======== Study material

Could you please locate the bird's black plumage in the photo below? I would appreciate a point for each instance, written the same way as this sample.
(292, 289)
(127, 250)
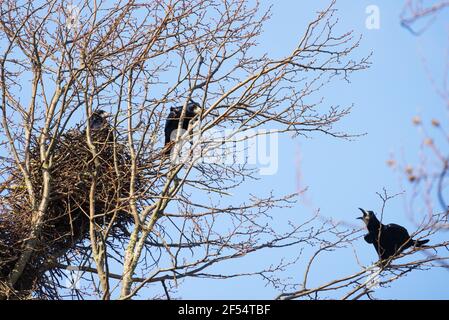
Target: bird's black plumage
(388, 240)
(172, 123)
(99, 120)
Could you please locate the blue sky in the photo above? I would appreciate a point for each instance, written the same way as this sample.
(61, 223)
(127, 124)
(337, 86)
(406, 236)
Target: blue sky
(344, 175)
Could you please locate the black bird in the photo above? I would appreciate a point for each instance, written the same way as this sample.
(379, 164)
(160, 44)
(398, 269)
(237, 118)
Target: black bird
(99, 120)
(388, 240)
(172, 123)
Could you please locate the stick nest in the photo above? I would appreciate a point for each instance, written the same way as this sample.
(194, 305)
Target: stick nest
(66, 220)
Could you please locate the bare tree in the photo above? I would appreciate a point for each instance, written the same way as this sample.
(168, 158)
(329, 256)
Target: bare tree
(427, 201)
(110, 204)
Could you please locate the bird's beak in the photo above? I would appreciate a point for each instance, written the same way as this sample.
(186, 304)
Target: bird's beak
(364, 214)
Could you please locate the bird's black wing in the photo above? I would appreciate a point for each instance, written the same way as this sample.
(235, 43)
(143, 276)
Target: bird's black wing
(397, 229)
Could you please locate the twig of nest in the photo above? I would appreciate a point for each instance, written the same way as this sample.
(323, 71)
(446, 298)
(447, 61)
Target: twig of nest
(66, 220)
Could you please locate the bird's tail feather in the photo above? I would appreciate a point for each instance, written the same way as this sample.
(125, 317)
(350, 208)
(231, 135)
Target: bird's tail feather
(420, 243)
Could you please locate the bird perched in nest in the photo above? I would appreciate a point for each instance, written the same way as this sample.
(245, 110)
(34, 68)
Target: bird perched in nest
(101, 129)
(388, 240)
(192, 110)
(99, 119)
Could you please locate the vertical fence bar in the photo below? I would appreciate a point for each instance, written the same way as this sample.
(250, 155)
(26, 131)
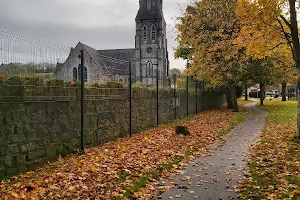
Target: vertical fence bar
(175, 98)
(130, 100)
(203, 90)
(187, 95)
(82, 100)
(196, 94)
(157, 97)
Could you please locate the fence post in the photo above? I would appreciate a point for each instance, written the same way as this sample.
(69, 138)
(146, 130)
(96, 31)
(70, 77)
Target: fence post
(187, 95)
(82, 101)
(196, 93)
(157, 97)
(203, 88)
(130, 100)
(175, 98)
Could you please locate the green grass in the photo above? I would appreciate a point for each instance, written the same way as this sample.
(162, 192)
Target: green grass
(279, 130)
(281, 113)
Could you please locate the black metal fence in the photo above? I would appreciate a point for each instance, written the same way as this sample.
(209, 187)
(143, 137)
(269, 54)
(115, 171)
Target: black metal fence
(42, 118)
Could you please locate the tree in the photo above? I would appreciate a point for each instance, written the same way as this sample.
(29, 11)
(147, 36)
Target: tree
(268, 24)
(207, 32)
(175, 71)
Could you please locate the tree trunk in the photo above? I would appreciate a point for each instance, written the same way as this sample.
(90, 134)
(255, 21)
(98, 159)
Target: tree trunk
(246, 91)
(261, 94)
(284, 91)
(228, 96)
(296, 50)
(233, 98)
(298, 99)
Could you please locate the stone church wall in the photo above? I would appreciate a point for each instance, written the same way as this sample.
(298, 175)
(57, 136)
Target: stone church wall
(44, 122)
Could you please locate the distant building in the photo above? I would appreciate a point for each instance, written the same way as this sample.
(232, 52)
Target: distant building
(150, 53)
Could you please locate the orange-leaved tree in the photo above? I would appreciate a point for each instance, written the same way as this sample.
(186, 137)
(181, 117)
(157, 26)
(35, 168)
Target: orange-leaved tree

================

▸ Task to carry out: Without including any picture, retype the entries exactly.

▸ Answer for the task:
Could you please locate the bird's black plumage in the photo below? I would appreciate a point for each instance, written the same way as this sample.
(292, 289)
(127, 250)
Target: bird's black plumage
(388, 240)
(172, 123)
(99, 120)
Could you please locate the blue sky in the photo above? I would appreciate a point for each instance, written the same way as this sample.
(61, 223)
(127, 124)
(337, 86)
(406, 236)
Target: blue sky
(344, 175)
Could you please locate the black bird in the photo above? I would appreciate a point for each instance, written the same way as this sample.
(379, 164)
(160, 44)
(398, 269)
(237, 118)
Target: black bird
(99, 120)
(388, 240)
(172, 123)
Could you please locate the stick nest in the photo above? I would appreciate a point for each instance, written the same way as this sample.
(194, 305)
Target: stick nest
(66, 220)
Could you please locate the bare tree in the photo above? I would appreciate a point for each instance, written the same way as this sample.
(168, 158)
(329, 256)
Target: bare tree
(427, 201)
(110, 204)
Could you please locate the bird's beak in the photo above? I would appreciate a point for each instance, written the same way as this sample.
(186, 304)
Target: bird's beak
(364, 214)
Could you please locate the bird's black wing in the photo above? I would appreciate a point for each instance, written the same way as this sample.
(235, 43)
(143, 276)
Target: bird's black wing
(397, 229)
Could you please locate the twig of nest in the photo above? I would appreciate a point for each instance, written the same way as this sample.
(323, 71)
(446, 298)
(447, 61)
Target: twig of nest
(66, 220)
Could you please locate the bird's tail feather in the photo above? I would appreciate a point for each instance, written the same way as this sample.
(125, 317)
(350, 208)
(231, 135)
Target: bird's tail feather
(420, 243)
Could you please locate the bird perched in nest in the photo above? I would appreciate a point for each instance, written the same way as this sample.
(245, 110)
(34, 68)
Target: bird perched in nest
(101, 129)
(388, 240)
(192, 110)
(99, 119)
Could you please locate the vertical fence bar in the photo below? I would appreciate a point for each instance, written the same way as this sample.
(250, 155)
(26, 131)
Target: vertical fence bar
(175, 98)
(130, 100)
(203, 90)
(187, 95)
(82, 100)
(196, 94)
(157, 97)
Could you please locate the fence post in the photo above? I would appreciate a point for each instance, written the same way as this sample.
(69, 138)
(146, 130)
(96, 31)
(70, 77)
Target: fence post
(187, 95)
(82, 101)
(196, 93)
(157, 97)
(203, 88)
(130, 100)
(175, 98)
Could you please locate the green grass in the photo above? I would appreciate a point for each instance, written the same way as this sample.
(162, 192)
Target: green grass
(279, 130)
(281, 113)
Could you please locate the black metal fence in the photo above? I would appreciate a point for each instance, written the same way as this sample.
(209, 187)
(143, 137)
(269, 54)
(115, 171)
Target: black metal fence
(42, 118)
Could you please locate the tree in the photo above? I would appreciate a point for each instance, written the same way as this sample.
(29, 11)
(147, 36)
Target: tree
(268, 24)
(207, 32)
(175, 71)
Could you please locate the tree trunk in the photo above? I would appreciate a point for each instance, written the same way as this sample.
(90, 134)
(255, 21)
(98, 159)
Target: tree trunk
(246, 91)
(261, 94)
(284, 91)
(228, 96)
(296, 50)
(233, 98)
(298, 99)
Could you please locate the stone church wall in the photo above? I would appreciate a point for each instance, written the same way as this sample.
(298, 175)
(57, 136)
Target: stone church wall
(44, 122)
Could you please locate the distant building in the photo above? I would appreciate a point for each instance, written the same way as this sample.
(232, 52)
Target: distant building
(150, 53)
Could you please locate the orange-leaved tree in the photo above? I would appreciate a point for each instance, written the same way as this sample.
(186, 137)
(181, 117)
(157, 26)
(35, 168)
Target: orange-leaved tree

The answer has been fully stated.